SUPPLIED RECORDS -
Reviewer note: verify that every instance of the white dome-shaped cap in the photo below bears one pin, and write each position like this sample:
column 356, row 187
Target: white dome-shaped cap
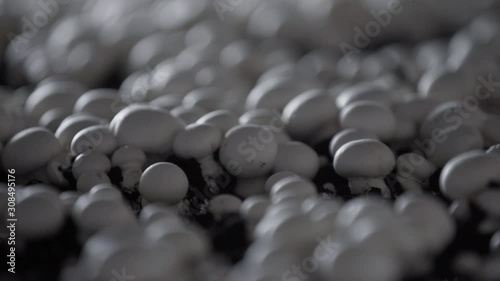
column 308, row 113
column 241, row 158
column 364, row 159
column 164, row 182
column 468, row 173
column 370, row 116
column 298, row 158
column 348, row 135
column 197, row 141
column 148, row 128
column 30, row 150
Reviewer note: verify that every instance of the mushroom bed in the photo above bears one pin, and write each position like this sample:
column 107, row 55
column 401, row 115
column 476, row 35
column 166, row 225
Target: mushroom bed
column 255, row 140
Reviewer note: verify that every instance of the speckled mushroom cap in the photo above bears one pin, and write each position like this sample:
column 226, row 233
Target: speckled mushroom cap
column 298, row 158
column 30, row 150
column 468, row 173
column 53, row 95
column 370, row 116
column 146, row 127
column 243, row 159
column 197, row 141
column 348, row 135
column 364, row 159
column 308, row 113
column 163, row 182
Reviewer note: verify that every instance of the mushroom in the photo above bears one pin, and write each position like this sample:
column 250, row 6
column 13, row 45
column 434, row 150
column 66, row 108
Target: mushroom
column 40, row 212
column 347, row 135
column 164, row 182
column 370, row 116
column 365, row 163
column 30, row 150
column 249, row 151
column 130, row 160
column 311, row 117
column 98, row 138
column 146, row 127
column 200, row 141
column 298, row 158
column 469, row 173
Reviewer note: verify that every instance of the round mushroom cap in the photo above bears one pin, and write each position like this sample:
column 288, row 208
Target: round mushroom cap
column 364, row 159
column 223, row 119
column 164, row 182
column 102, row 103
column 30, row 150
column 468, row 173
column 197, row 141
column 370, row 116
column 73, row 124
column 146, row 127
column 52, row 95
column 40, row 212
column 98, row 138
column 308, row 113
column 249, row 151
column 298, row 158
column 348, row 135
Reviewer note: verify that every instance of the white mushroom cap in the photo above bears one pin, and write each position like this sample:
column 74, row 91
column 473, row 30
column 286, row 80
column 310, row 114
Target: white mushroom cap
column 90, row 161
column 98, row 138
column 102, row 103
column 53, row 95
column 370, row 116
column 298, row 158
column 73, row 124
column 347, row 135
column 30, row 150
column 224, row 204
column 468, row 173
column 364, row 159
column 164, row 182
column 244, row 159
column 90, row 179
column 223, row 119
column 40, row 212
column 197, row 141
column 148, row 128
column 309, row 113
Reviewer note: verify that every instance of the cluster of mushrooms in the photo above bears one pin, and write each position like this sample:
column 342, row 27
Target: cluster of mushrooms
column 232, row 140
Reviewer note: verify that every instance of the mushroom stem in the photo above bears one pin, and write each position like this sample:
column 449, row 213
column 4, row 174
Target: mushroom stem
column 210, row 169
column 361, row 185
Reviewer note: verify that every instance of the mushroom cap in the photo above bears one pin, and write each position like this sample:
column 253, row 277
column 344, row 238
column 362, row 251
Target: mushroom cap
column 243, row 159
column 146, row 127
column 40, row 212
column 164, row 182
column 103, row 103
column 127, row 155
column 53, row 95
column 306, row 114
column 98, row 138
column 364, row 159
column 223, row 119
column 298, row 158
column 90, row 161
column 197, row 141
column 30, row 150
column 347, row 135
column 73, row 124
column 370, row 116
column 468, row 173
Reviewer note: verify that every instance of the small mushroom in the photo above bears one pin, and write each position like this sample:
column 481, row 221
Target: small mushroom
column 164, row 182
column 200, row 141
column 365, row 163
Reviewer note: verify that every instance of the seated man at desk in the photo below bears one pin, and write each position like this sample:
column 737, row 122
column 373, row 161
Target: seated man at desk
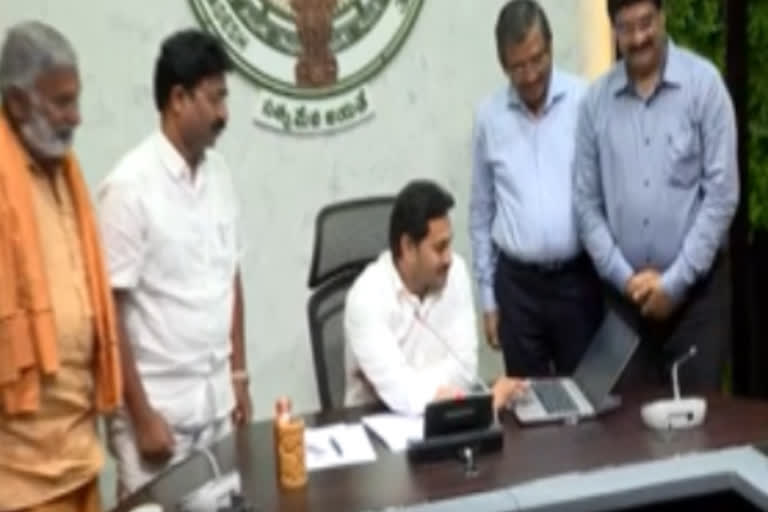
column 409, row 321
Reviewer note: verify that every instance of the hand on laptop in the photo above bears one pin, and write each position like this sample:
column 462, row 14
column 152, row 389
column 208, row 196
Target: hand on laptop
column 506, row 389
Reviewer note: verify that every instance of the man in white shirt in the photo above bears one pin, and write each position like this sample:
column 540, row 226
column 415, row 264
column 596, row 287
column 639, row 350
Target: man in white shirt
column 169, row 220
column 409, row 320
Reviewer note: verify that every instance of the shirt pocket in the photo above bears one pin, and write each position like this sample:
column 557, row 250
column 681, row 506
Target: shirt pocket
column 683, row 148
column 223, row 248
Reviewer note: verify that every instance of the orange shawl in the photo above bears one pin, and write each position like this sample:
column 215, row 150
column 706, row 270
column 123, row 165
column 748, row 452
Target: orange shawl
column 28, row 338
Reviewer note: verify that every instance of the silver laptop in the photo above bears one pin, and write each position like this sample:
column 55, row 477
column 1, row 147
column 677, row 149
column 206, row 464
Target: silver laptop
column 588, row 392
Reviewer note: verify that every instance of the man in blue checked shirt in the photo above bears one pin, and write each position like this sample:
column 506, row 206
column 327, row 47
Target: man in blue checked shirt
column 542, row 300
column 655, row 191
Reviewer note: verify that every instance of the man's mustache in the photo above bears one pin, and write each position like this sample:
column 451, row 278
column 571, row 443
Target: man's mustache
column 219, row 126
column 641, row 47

INSTRUCTIONS TO FOLLOW -
After dropping every picture, transcribe each entry exactly.

RESPONSE BOX -
Reviewer note: verify that every instance of the white dome-shaped cap in the photo below bears one pin, and write each position like this sample:
column 356, row 187
Target: white dome-shaped cap
column 308, row 113
column 241, row 158
column 364, row 159
column 164, row 182
column 468, row 173
column 370, row 116
column 298, row 158
column 348, row 135
column 197, row 141
column 148, row 128
column 30, row 150
Reviewer note: verify that every instance of the mushroom bed in the photo above bears one pin, and write each position like this sample:
column 107, row 55
column 401, row 115
column 476, row 35
column 166, row 225
Target: mushroom bed
column 255, row 140
Reviewer note: verify that every instance of the speckled mushroom cap in the photo above bears one pin, and write each position like this sample:
column 226, row 233
Target: speckled mushroom cap
column 298, row 158
column 30, row 150
column 468, row 173
column 53, row 95
column 370, row 116
column 146, row 127
column 243, row 159
column 197, row 141
column 348, row 135
column 364, row 159
column 308, row 113
column 163, row 182
Reviewer note: verify that every instance of the mushroom in the photo above bears one pin, and write each position like this sample:
column 250, row 6
column 13, row 45
column 434, row 150
column 66, row 108
Target: mushroom
column 40, row 212
column 347, row 135
column 164, row 182
column 370, row 116
column 365, row 163
column 30, row 150
column 249, row 151
column 130, row 160
column 311, row 117
column 98, row 138
column 146, row 127
column 200, row 141
column 298, row 158
column 469, row 173
Reviewer note: verify that every instance of the round mushroom cap in the photo above bears one pin, and write each position like this sample:
column 288, row 208
Target: round mushroom cap
column 364, row 159
column 223, row 119
column 164, row 182
column 102, row 103
column 30, row 150
column 468, row 173
column 197, row 141
column 370, row 116
column 73, row 124
column 146, row 127
column 52, row 95
column 40, row 212
column 98, row 138
column 308, row 113
column 249, row 151
column 298, row 158
column 348, row 135
Reviewer note: verify that every instance of the white mushroom cap in the photo above bears one pin, and write each position like this sample:
column 74, row 91
column 473, row 30
column 286, row 80
column 310, row 114
Target: white mushroom cap
column 90, row 161
column 98, row 138
column 102, row 103
column 53, row 95
column 370, row 116
column 298, row 158
column 73, row 124
column 347, row 135
column 30, row 150
column 224, row 204
column 468, row 173
column 364, row 159
column 164, row 182
column 244, row 159
column 90, row 179
column 223, row 119
column 40, row 212
column 197, row 141
column 148, row 128
column 309, row 113
Reviewer note: verify that every instance of the cluster of mushrooms in the photo above bears one pin, and write each position like this sample:
column 342, row 27
Target: cluster of mushrooms
column 232, row 140
Reviewer note: verify that every instance of the mushroom stem in the photo above bears one pin, and write each position like this sample:
column 449, row 213
column 4, row 174
Target: mushroom stem
column 210, row 169
column 361, row 185
Reviewer note: verify that every instance of the mushroom cap in the photo above bears one pin, and write each position like this sample:
column 253, row 277
column 344, row 238
column 362, row 251
Target: mushroom cap
column 243, row 159
column 146, row 127
column 40, row 212
column 164, row 182
column 103, row 103
column 127, row 155
column 53, row 95
column 306, row 114
column 98, row 138
column 364, row 159
column 223, row 119
column 298, row 158
column 90, row 161
column 197, row 141
column 30, row 150
column 347, row 135
column 73, row 124
column 370, row 116
column 468, row 173
Reviewer note: verify that every instance of the small mushroom in the photo above bears one pin, and write each position like this sample:
column 481, row 221
Target: small mushroom
column 164, row 182
column 200, row 141
column 365, row 163
Reviewer note: verify that every instance of the seated man at desk in the photo below bears one pin, and write each position like this sample:
column 737, row 122
column 373, row 161
Target: seated man at desk
column 409, row 321
Reviewer note: verify that every instance of the hand on laptop in the photo above bears one pin, and write each position like this sample:
column 462, row 14
column 152, row 389
column 208, row 196
Target: hand on laptop
column 506, row 389
Reviewer note: verify that every instance of the man in white shirt in the photo above bears one pin, and write each position like this sample:
column 540, row 226
column 415, row 264
column 596, row 287
column 639, row 350
Target: man in white shirt
column 169, row 220
column 409, row 320
Reviewer note: verify that every instance of the shirt pocket in the photo above bears one pin, and write each position like this sample:
column 557, row 250
column 681, row 506
Target: shirt pocket
column 683, row 148
column 223, row 248
Reviewer note: verify that every instance of the orange shawl in the photo above bears one pin, and write each position like this sample:
column 215, row 150
column 706, row 270
column 123, row 165
column 748, row 452
Target: orange shawl
column 28, row 338
Reviewer note: verify that every instance of the silver laptop in the photo above bears one pin, and write each position like this sample:
column 55, row 477
column 1, row 147
column 677, row 149
column 206, row 464
Target: silver laptop
column 588, row 392
Reviewer note: verify that every instance of the man in blue checked shirt in the photo above bears one pin, and write each position like this sample:
column 506, row 206
column 327, row 47
Target: man in blue checked shirt
column 542, row 300
column 655, row 191
Reviewer note: verify that every instance of the man's mustache in the photo above bears one pin, and write each position like this sample:
column 451, row 278
column 571, row 443
Target: man's mustache
column 219, row 126
column 641, row 47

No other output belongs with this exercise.